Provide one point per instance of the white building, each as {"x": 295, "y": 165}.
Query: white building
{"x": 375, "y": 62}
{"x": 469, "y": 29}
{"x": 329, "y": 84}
* * * * *
Transcribe the listing above exactly as shown.

Provide one point per instance of the white building, each as {"x": 295, "y": 165}.
Query: white building
{"x": 375, "y": 62}
{"x": 469, "y": 29}
{"x": 329, "y": 84}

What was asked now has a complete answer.